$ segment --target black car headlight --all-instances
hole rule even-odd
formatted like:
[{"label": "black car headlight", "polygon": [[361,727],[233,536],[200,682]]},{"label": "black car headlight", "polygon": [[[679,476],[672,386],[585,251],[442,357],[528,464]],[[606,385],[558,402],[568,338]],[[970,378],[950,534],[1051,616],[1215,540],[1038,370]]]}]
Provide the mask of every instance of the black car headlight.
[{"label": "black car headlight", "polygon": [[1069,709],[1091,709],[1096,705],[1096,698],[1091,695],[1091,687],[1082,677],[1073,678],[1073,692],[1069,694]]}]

Exercise task →
List every line of the material above that contains the string "instances".

Result of this task →
$ segment --target black car headlight --all-instances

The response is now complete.